* [SUPPLIED PASSAGE]:
'''
Tuesday, February 28, 2012

Comics Round-Up (Feb.29)


Before I get to the reviews, I wanted to write a quick comment about The Road Ahead in terms of comic reviews on Civilian Reader: The weekly round-ups are probably going to become shorter. There are fewer on-going series I want to read in short chunks, so I’m going to start focusing on just a handful of my favourites, but also some single first issues, maybe mini-series, and a few Three Issue Tests – this means I’m going to be a lot more discerning and brutal when it comes to deciding on whether or not to keep buying monthly issues.

[Titles I receive for review from the publishers will, of course, still feature, but will still be addressed and reviewed as if I’d bought them myself – same standards, same potential vis-a-vis Three Issue Tests, and so forth.]

This week, I bring you an unhinged, super-powered loser, a team of super-powered protectors, the hunt for a rogue paramilitary terrorist outfit, some transdimensional magic, and some KGB agents belatedly activated after the war is over.
'''
Collected data
'''
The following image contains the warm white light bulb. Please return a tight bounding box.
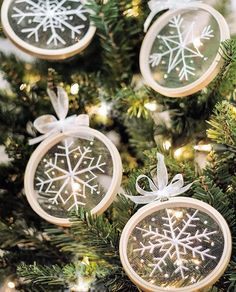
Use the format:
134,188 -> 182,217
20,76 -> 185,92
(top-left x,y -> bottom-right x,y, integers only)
144,101 -> 158,112
70,83 -> 79,95
163,140 -> 171,150
193,38 -> 202,49
174,148 -> 183,158
7,281 -> 16,289
193,144 -> 212,152
97,102 -> 110,117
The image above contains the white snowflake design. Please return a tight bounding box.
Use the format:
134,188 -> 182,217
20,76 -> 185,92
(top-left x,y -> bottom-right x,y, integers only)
134,209 -> 217,279
11,0 -> 87,46
36,139 -> 106,211
149,15 -> 214,81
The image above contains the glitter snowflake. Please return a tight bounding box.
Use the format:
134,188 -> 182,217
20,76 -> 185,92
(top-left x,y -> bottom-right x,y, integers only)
36,140 -> 106,211
149,15 -> 214,80
11,0 -> 87,46
134,209 -> 217,279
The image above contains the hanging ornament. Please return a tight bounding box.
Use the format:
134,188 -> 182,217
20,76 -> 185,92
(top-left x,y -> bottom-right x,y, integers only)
1,0 -> 96,60
140,0 -> 230,97
120,154 -> 232,292
25,87 -> 122,226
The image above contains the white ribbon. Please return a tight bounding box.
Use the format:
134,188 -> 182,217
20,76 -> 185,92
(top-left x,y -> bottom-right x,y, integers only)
126,153 -> 192,204
29,86 -> 89,145
144,0 -> 202,32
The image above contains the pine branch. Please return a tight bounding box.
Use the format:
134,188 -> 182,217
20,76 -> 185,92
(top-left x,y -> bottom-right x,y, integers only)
88,0 -> 141,84
207,101 -> 236,146
45,209 -> 119,263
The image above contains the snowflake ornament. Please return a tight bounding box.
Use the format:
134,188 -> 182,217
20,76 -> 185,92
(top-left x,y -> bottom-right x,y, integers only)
120,197 -> 232,292
25,125 -> 122,226
2,0 -> 95,59
35,139 -> 106,211
140,1 -> 230,97
149,15 -> 214,81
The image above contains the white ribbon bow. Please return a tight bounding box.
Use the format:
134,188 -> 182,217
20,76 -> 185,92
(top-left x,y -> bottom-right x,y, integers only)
144,0 -> 202,32
29,86 -> 89,145
126,153 -> 192,204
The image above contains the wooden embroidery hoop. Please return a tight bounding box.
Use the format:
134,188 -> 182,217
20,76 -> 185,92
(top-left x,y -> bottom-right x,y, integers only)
1,0 -> 96,60
139,3 -> 230,97
120,197 -> 232,292
24,126 -> 122,226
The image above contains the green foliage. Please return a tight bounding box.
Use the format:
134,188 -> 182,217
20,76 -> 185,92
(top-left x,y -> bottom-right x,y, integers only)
0,0 -> 236,292
207,101 -> 236,146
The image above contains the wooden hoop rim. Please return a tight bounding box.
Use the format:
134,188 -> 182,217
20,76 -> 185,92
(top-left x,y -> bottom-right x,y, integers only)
24,126 -> 122,226
139,3 -> 230,97
120,197 -> 232,292
1,0 -> 96,60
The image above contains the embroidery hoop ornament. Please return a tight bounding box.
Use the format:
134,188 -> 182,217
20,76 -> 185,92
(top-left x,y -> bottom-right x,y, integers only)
139,2 -> 230,97
119,154 -> 232,292
24,87 -> 122,226
1,0 -> 96,60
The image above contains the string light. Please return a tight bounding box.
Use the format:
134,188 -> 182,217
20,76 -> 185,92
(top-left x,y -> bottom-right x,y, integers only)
174,148 -> 184,159
97,101 -> 110,117
7,281 -> 16,289
144,101 -> 158,112
193,144 -> 212,152
163,140 -> 171,151
70,83 -> 79,95
193,38 -> 202,49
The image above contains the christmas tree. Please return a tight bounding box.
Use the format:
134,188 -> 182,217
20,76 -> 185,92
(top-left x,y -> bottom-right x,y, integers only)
0,0 -> 236,292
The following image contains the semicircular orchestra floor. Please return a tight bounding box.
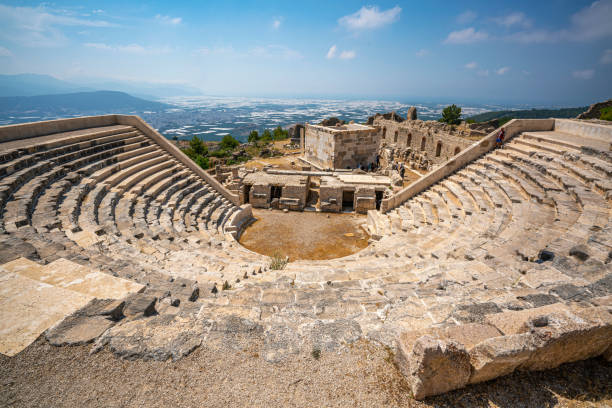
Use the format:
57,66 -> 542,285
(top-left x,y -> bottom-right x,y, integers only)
240,209 -> 369,261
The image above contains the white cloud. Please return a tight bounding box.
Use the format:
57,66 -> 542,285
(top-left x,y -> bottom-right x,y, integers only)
599,48 -> 612,64
506,0 -> 612,43
572,69 -> 595,80
248,44 -> 304,59
325,45 -> 337,59
0,4 -> 114,47
444,27 -> 489,44
155,14 -> 183,25
325,44 -> 357,59
338,51 -> 357,59
0,45 -> 13,57
495,67 -> 510,75
83,43 -> 172,55
338,6 -> 402,30
83,43 -> 113,50
493,12 -> 531,27
457,10 -> 478,24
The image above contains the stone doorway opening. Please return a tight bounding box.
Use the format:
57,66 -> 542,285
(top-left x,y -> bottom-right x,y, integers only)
376,191 -> 384,210
342,190 -> 355,211
243,184 -> 251,204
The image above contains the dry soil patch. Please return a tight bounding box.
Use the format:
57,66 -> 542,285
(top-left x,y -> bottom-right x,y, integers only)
240,209 -> 369,261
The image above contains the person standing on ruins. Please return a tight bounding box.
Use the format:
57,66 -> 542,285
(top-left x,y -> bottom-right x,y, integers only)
495,128 -> 506,147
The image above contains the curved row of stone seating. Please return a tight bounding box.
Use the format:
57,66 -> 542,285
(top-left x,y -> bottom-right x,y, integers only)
0,118 -> 612,386
0,122 -> 268,294
270,128 -> 612,316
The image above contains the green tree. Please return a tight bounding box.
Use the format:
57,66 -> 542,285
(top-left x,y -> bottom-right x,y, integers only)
194,156 -> 210,170
599,106 -> 612,120
274,126 -> 289,140
440,104 -> 461,125
219,135 -> 240,150
248,130 -> 259,143
189,136 -> 208,156
261,129 -> 272,142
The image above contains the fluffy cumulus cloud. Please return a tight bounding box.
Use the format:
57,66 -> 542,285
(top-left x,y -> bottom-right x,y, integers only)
493,12 -> 531,27
338,51 -> 357,59
248,44 -> 303,59
444,27 -> 489,44
325,45 -> 338,59
325,44 -> 357,59
572,69 -> 595,80
0,45 -> 13,57
457,10 -> 478,24
155,14 -> 183,25
0,4 -> 113,47
83,43 -> 172,55
495,67 -> 510,75
338,6 -> 402,30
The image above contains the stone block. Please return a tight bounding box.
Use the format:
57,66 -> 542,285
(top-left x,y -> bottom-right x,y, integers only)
485,303 -> 569,335
123,293 -> 157,319
400,335 -> 471,400
520,308 -> 612,370
469,333 -> 535,384
45,315 -> 115,346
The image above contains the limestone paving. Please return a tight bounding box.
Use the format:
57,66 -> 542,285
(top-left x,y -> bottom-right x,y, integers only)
0,116 -> 612,398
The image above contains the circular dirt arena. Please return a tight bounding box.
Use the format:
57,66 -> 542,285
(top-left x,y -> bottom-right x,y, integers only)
240,209 -> 369,261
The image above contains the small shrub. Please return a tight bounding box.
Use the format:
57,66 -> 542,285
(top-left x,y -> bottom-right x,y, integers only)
270,252 -> 288,271
440,104 -> 461,125
599,106 -> 612,121
219,135 -> 240,150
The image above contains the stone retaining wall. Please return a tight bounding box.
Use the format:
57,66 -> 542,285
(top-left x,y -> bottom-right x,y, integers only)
0,115 -> 240,205
397,303 -> 612,399
381,119 -> 555,212
374,116 -> 472,166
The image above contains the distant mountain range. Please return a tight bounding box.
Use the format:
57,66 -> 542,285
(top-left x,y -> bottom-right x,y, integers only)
0,74 -> 202,99
467,106 -> 588,122
0,91 -> 172,116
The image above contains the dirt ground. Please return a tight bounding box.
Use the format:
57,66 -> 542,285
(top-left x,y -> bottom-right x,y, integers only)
0,337 -> 612,408
240,209 -> 369,261
244,155 -> 302,170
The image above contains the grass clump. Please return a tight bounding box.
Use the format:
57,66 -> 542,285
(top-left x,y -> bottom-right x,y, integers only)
270,252 -> 289,271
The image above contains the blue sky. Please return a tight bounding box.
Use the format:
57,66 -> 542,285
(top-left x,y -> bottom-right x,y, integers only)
0,0 -> 612,105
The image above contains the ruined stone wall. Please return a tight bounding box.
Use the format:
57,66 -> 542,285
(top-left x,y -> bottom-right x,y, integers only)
334,129 -> 380,169
374,117 -> 474,170
304,125 -> 380,169
355,186 -> 376,214
280,182 -> 308,211
303,125 -> 335,169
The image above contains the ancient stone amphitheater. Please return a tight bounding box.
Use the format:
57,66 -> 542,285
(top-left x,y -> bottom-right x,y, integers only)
0,115 -> 612,398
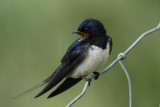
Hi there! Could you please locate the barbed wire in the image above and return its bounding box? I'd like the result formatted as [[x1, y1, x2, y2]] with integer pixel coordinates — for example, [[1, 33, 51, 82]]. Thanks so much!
'''
* [WRITTEN TASKS]:
- A) Check each statement against the comics round-up post and answer yes or no, quoting the words that decide it: (i) The weekly round-ups are likely to get longer. (ii) Titles sent by publishers will be judged by the same standards as bought ones. (iii) This week's reviews include KGB agents activated after the war has ended.
- B) Take the comics round-up post further, writing on from its final sentence.

* [REPLIES]:
- A)
(i) No: "The weekly round-ups are probably going to become shorter."
(ii) Yes: "same standards"
(iii) Yes: "some KGB agents belatedly activated after the war is over."

- B)
Reviewed Herein: The Cape #4, The Defenders #2-3, G.I.Joe: Real American Hero Annual, Magic: The Gathering #2, Pigs Vol.01

The Cape #4 (IDW)


Writer: Joe Hill & Jason Ciaramella | Artists: Zach Howard & Nelson Daniels

What pushes someone to hurt the people they love? Eric has shown us that his capacity for evil is limitless, but is something else to blame?

Two down, one to go. While the city of Boston burns from the crash of Florida Air flight 4877, Eric gives Nicky a final ultimatum: Meet me or someone other than you dies. Grieving from the death of his mother, and wanting to put an end to the madness, Nicky sets out to confront Eric on top The Prudential Building. The stage is set for the final act.

Hm. I have mixed feelings about this final chapter. Eric’s psychosis and jealousy of his brother, Nick, is palpable, and their confrontation on top of the Prudential Building is intense and brutal, making me wince a few times. But, despite the fraternal-rivalry and airing of family issues, the issue as a whole nevertheless ends the series on a bit of a flat and sudden note (the comic’s only 21 pages). I think this story will work better as a collected edition (especially if it included the original one-shot).

The artwork’s very good, and is suitably gritty and has a grimy feel to it that seems to match the story – it’s hard to explain, but the artwork’s perfect for the story.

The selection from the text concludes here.